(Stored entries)
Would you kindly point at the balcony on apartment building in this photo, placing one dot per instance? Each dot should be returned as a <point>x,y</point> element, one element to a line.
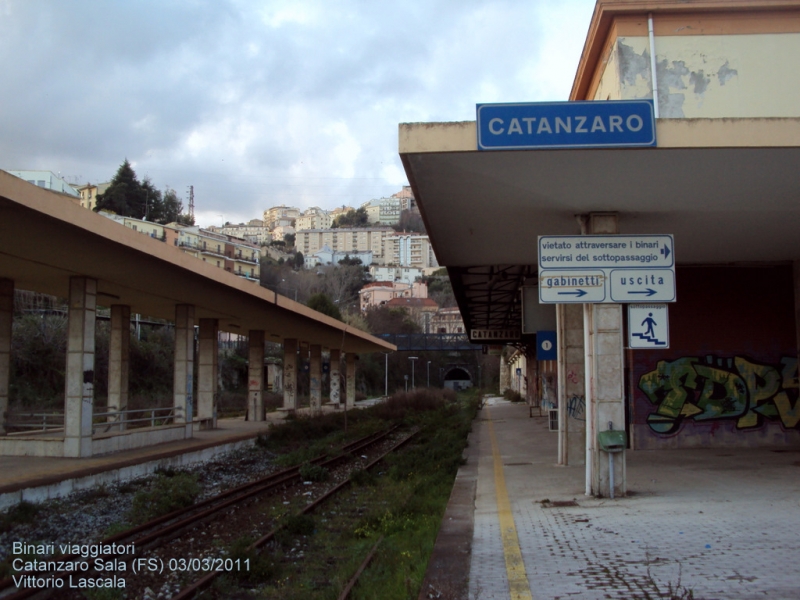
<point>244,258</point>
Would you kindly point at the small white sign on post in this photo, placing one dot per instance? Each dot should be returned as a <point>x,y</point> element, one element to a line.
<point>648,326</point>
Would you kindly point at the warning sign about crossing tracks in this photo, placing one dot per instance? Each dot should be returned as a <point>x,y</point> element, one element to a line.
<point>606,268</point>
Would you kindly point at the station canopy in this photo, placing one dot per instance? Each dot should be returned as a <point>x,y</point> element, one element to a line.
<point>45,239</point>
<point>727,189</point>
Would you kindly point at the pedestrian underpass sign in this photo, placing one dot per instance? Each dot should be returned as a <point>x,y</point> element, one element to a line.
<point>592,269</point>
<point>648,326</point>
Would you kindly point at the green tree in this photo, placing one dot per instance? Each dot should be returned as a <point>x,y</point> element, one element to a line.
<point>124,195</point>
<point>321,303</point>
<point>173,207</point>
<point>153,203</point>
<point>352,218</point>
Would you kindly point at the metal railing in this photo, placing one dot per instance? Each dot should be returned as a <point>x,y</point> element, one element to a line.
<point>142,417</point>
<point>102,421</point>
<point>32,421</point>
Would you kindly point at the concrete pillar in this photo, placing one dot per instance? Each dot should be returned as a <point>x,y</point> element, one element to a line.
<point>80,367</point>
<point>315,378</point>
<point>505,374</point>
<point>350,360</point>
<point>290,374</point>
<point>796,272</point>
<point>119,363</point>
<point>207,361</point>
<point>336,395</point>
<point>532,377</point>
<point>6,320</point>
<point>605,387</point>
<point>183,387</point>
<point>571,385</point>
<point>255,376</point>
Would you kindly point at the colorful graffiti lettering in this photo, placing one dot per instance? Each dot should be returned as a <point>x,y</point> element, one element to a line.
<point>732,388</point>
<point>576,407</point>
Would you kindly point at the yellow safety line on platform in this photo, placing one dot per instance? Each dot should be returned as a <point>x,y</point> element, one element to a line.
<point>518,585</point>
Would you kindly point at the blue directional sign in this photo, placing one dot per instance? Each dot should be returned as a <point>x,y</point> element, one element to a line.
<point>599,124</point>
<point>592,269</point>
<point>569,287</point>
<point>642,285</point>
<point>546,348</point>
<point>648,326</point>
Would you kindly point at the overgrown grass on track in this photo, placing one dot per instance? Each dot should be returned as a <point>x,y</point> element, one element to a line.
<point>402,500</point>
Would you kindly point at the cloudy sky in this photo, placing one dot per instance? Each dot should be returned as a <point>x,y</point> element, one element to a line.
<point>263,102</point>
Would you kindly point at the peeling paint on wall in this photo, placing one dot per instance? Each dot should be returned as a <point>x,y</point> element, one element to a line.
<point>700,81</point>
<point>725,73</point>
<point>632,65</point>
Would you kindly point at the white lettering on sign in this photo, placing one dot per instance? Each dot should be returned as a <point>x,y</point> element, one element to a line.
<point>577,124</point>
<point>494,334</point>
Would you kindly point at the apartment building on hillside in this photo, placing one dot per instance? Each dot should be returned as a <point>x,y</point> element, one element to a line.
<point>410,250</point>
<point>254,232</point>
<point>89,193</point>
<point>47,180</point>
<point>313,218</point>
<point>280,216</point>
<point>365,239</point>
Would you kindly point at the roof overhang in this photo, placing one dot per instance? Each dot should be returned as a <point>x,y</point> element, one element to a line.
<point>607,12</point>
<point>45,240</point>
<point>727,189</point>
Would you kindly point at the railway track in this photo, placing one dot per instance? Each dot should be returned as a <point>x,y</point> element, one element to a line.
<point>162,531</point>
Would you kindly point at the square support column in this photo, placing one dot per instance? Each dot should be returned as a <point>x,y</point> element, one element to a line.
<point>6,320</point>
<point>605,370</point>
<point>183,387</point>
<point>351,380</point>
<point>605,387</point>
<point>315,378</point>
<point>80,367</point>
<point>571,385</point>
<point>207,358</point>
<point>119,363</point>
<point>290,374</point>
<point>336,382</point>
<point>255,376</point>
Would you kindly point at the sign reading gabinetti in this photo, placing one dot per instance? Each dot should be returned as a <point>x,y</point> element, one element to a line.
<point>542,125</point>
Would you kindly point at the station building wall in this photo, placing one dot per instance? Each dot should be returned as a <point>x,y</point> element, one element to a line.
<point>729,377</point>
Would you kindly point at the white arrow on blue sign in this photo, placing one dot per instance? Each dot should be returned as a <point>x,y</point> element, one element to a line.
<point>567,287</point>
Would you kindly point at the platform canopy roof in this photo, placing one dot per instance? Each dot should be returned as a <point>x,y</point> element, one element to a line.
<point>727,189</point>
<point>45,239</point>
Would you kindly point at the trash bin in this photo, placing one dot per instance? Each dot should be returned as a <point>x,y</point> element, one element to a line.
<point>611,441</point>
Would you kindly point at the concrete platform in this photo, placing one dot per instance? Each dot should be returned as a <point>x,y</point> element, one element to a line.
<point>38,478</point>
<point>719,522</point>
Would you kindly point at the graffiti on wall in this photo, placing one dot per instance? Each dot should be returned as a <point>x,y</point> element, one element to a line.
<point>713,389</point>
<point>576,407</point>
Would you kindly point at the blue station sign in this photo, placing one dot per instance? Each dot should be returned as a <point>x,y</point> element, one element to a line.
<point>541,125</point>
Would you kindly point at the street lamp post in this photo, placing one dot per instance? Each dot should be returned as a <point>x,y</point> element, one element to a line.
<point>413,359</point>
<point>429,373</point>
<point>386,375</point>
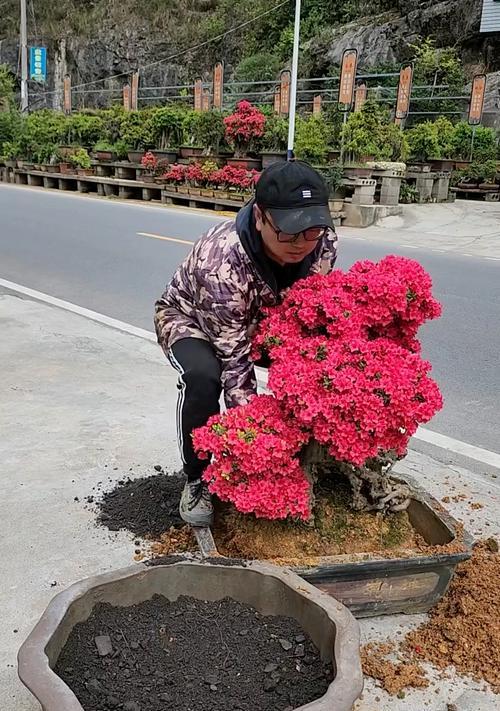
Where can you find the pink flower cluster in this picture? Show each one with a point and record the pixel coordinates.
(345, 371)
(254, 463)
(244, 125)
(149, 161)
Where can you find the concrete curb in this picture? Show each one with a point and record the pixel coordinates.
(270, 589)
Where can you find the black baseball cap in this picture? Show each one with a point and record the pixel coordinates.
(295, 195)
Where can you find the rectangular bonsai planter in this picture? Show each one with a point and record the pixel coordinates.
(370, 585)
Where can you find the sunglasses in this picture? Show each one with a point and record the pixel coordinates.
(312, 234)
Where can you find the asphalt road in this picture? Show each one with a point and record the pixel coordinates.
(90, 252)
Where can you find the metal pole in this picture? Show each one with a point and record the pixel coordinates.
(293, 81)
(24, 58)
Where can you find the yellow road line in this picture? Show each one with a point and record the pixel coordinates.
(167, 239)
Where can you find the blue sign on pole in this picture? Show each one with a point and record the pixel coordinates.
(38, 64)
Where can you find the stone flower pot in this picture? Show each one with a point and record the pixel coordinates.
(271, 590)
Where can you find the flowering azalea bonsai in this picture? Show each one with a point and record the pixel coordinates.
(346, 376)
(244, 127)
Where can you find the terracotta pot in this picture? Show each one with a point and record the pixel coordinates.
(267, 588)
(105, 156)
(190, 151)
(135, 156)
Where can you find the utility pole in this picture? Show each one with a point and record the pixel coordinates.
(293, 81)
(24, 58)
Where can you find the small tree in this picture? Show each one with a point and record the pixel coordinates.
(244, 128)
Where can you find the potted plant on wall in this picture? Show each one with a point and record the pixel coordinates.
(167, 132)
(244, 129)
(206, 131)
(104, 151)
(149, 164)
(274, 140)
(80, 160)
(175, 176)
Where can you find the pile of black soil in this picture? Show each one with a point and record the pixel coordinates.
(146, 507)
(191, 655)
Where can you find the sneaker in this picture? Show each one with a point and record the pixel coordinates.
(196, 507)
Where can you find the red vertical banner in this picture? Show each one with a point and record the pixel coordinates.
(404, 92)
(67, 94)
(348, 78)
(360, 96)
(205, 102)
(277, 100)
(285, 92)
(477, 99)
(134, 91)
(126, 97)
(198, 95)
(218, 85)
(317, 104)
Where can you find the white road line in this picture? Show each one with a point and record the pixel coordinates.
(438, 440)
(167, 239)
(68, 306)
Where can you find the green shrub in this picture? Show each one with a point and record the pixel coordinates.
(312, 139)
(121, 148)
(275, 138)
(167, 127)
(263, 66)
(423, 142)
(41, 129)
(80, 159)
(206, 130)
(84, 129)
(370, 133)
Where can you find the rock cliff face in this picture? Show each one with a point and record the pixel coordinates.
(385, 39)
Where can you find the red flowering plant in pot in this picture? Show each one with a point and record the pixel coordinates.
(244, 128)
(348, 389)
(149, 164)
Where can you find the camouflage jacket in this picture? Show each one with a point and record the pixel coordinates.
(217, 295)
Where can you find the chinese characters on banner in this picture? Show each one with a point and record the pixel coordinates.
(198, 93)
(477, 99)
(134, 91)
(218, 85)
(360, 96)
(126, 97)
(277, 101)
(38, 64)
(348, 77)
(205, 104)
(285, 92)
(404, 92)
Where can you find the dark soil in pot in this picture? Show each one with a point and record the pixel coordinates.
(148, 507)
(191, 655)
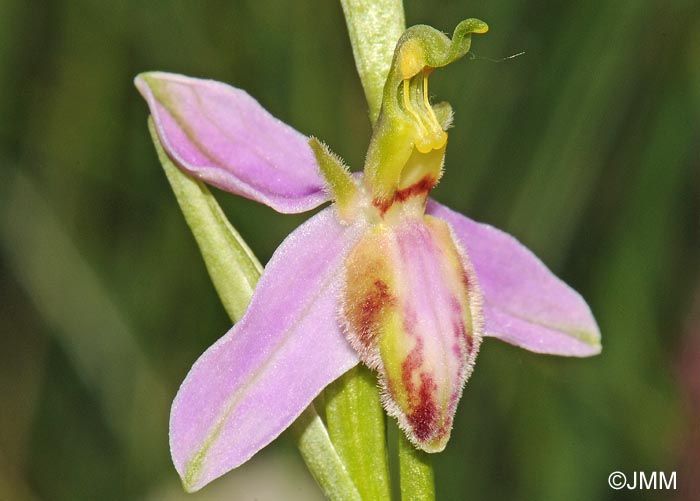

## Problem to solve
Could you set down, exactly as written, every line from the one with "Where can you find the white" to the end of the data, both ends included? Leave out the pictures.

## Written response
Where can you find the white road line in this picture? Show each one with a point and record the pixel coordinates.
(438, 440)
(167, 239)
(68, 306)
Where can you find the green shrub in this picture? Show each one with a point and record the pixel coordinates.
(312, 139)
(121, 148)
(275, 138)
(167, 127)
(263, 66)
(423, 142)
(41, 129)
(80, 159)
(206, 130)
(84, 129)
(370, 133)
Where can you find the rock cliff face in this picture? Show each one with a point and record the pixel coordinates.
(385, 39)
Where can you find the red flowering plant in pot in this picture? Show each one with a point and record the pixel coordinates.
(244, 128)
(348, 389)
(149, 164)
Where can you find the camouflage jacket in this picture? Show each one with a point and record the pixel coordinates.
(217, 295)
Where can you find the chinese characters on banner in this picture? Show each one with a point and record the pixel coordinates.
(198, 93)
(477, 99)
(134, 91)
(218, 85)
(360, 96)
(126, 97)
(277, 101)
(38, 64)
(348, 77)
(205, 104)
(285, 92)
(404, 92)
Where can you find the dark soil in pot in this picture? Show each one with a point and record the pixel coordinates.
(148, 507)
(191, 655)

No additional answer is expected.